Ejercicio propuesto 1: Por favor, reescribe el tramo del listado que comienza en la línea que contiene "Locate every cabinet drawer in the image." y llega hasta el final del listado, sustituyendo "gold faucet" por "golden faucet" sin tocar nada más.

En su experiencia personal, enlaza Emperador varias civilizaciones relativamente incomunicadas. Su eje es la extremadamente sensual –y no menos espiritual– escultura “La danza de Anitra” que, como ganador de un concurso internacional, ha creado para un espacio público de la ciudad de Oslo. La leyenda de Peer Gynt, inseparable de la inteligencia escandinava, tiene incisos árabes bien acuñados en el poema dramático de Ibsen. En el IV Acto sigue el falso profeta Peer las evoluciones de Anitra y otras danzarinas en la tienda de un jeque, mientras piensa: “¡Vaya! Es apetitosa de veras la impúdica” No la ve convencionalmente hermosa –ni siquiera limpia–, pero se deleita en ello: “Precisamente es lo extravagante lo que agrada cuando se ha gozado de lo común y corriente hasta la saciedad. En lo regular se frustra toda fascinación”. Finalmente, exclama: “¡Cuán seductora eres, hija mía! ¡El profeta se ha conmovido! Si no quieres creerme, te daré una prueba: ¡Te haré hurí en el paraíso!”⋅ Tras este cuadro sexto, en el octavo cabalga Peer a través del desierto llevando a Anitra en la grupa. Ella rechaza los roces insinuantes, a lo que él responde: “¿Qué pretendo? ¡Jugar a la paloma y el halcón! ¡Secuestrarte” ¡Hacer locuras!… No es tan viejo el profeta, tonta. ¿Te parece esto un signo de vejez?”
Buscando la emanación arabista del clásico escandinavo, llega Emperador a un libro fundamental: “El jardín perfumado”, del jeque Omar Ibn Muhammad al-Nefzawi (conocido simplemente por Nefzawi), un tratado de erotología y aromaterapia animado por la suprema vitalidad del humor. Curiosamente, Nefzawi influye más a fondo en la sensualidad literaria ibérica y europea en general que los compendios y pinturas extremo- orientales. Dámaso Alonso encuentra una huella pre-Inquisición en los jocundos tetrástrofos monorrimos del Arcipreste de Hita, aquel clérigo licencioso que empezó a redimir el Renacimiento español de las pacatas tinieblas medievales. Las cancioncillas del Arcipreste, como también los muy liberales diálogos de Berceo con la Virgen María, parecen de otro mundo: más sano, más pagano en cierta medida pero también menos hipócrita por menos sometido a la agobiante proscripción canónica. El ideal femenino de Juan Ruiz se sustancia en los “ojos relucientes”, muy negros en contraste con el blanco ocular. Este contraste luminoso, común con el ideal de Nefzawi, es exactamente lo que expresa el término árabe “hur”, españolizado como “hurí”. Concluye Dámaso Alonso que el ideal del Arcipreste es igual que una hurí del paraíso coránico. Los ojos y el sexo de “Huriyah en el jardín perfumado”, uno de los espléndidos aguafuertes de Emperador, remiten directamente a Nefzawi.

Datos de entrada:

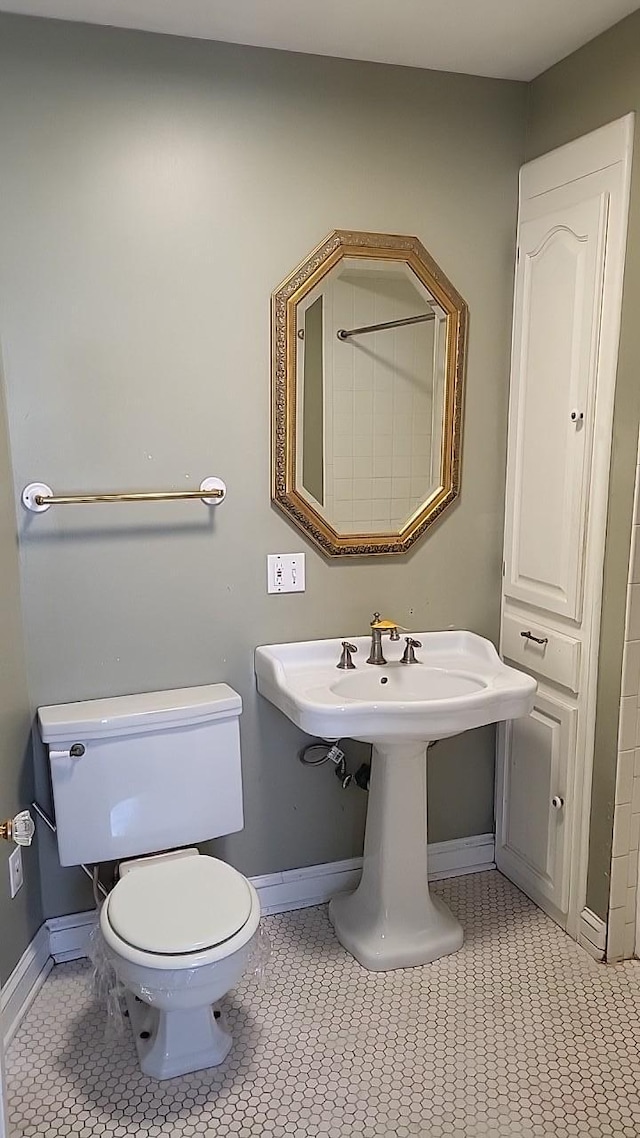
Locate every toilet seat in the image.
[109,854,252,956]
[100,854,260,968]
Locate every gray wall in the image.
[527,4,640,917]
[0,354,42,984]
[0,16,525,915]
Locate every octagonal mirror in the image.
[272,230,467,556]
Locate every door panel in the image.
[504,195,608,620]
[495,692,577,914]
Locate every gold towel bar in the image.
[22,478,227,513]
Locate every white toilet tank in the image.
[38,684,244,865]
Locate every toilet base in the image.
[125,992,232,1080]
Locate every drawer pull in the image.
[520,632,549,644]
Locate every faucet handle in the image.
[336,641,358,669]
[400,636,422,663]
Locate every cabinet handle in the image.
[520,632,549,644]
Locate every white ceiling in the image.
[0,0,640,80]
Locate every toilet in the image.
[38,684,260,1079]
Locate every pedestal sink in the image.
[255,632,536,972]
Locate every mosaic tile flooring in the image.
[8,872,640,1138]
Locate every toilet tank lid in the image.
[38,684,243,743]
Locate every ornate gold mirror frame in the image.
[272,230,468,556]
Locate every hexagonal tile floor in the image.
[8,872,640,1138]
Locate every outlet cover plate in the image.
[9,846,24,897]
[266,553,305,593]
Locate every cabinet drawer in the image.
[502,612,581,692]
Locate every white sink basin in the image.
[255,632,536,972]
[255,632,535,743]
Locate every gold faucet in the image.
[367,612,400,665]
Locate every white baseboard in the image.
[46,909,98,964]
[0,924,54,1048]
[577,909,607,960]
[0,834,496,1044]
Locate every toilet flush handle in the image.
[49,743,87,759]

Ejercicio propuesto 2: Prolonga el texto sobre la obra de Emperador a partir de su última oración.

Respuesta del ejercicio 1:
Locate every cabinet drawer in the image.
[502,612,581,692]
Locate every white sink basin in the image.
[255,632,536,972]
[255,632,535,743]
Locate every golden faucet in the image.
[367,612,400,665]
Locate every white baseboard in the image.
[46,909,98,964]
[0,924,54,1048]
[577,909,607,960]
[0,834,496,1044]
Locate every toilet flush handle in the image.
[49,743,87,759]

Respuesta del ejercicio 2:
El mundo vegetal y las especies florales son constituyentes del cosmos erótico oriental y musulmán. “A la sombra del sicómoro” o “Bajo los tilos” (titulado a la alemana: “Unter den Linden”) “A mato que anda, no le prestes tu sombra”, “Oculta, llave del jardín”, etc. esquematizan o abstractizan la citas sexuales como tesis de formas arbóreas y olores imaginarios que inciden en los estratos profundos del instinto amoroso. Trasciende entonces al dibujo el onirismo surrealista, extraído de las fuentes del inconsciente y relacionado con la exquisitez orgiástica de los ritos tántricos de los sufíes, mucho mejor avenidos con el erotismo búdico e hindú que la grosera obscenidad de la magia negra con el cristianismo. Arborescencias, colores y aromas se integran en la fiesta de los sentidos con una naturalidad que el mundo europeo no había conocido desde el imperio romano, salvo en expresiones de artistas radicales que escribieron al margen de la sociedad. La literatura y la pintura amatorias estuvieron por momentos en interacción con las revoluciones y los cambios sociales. La licenciosidad del XVIII y el liberalismo del XIX dieron a la escritura erótica un impulso importante pero también retroproyectaron la mirada hacia el refinamiento oriental y musulmán, superador de los regodeos carnales de Bocaccio, Chaucer, después Sade, etc.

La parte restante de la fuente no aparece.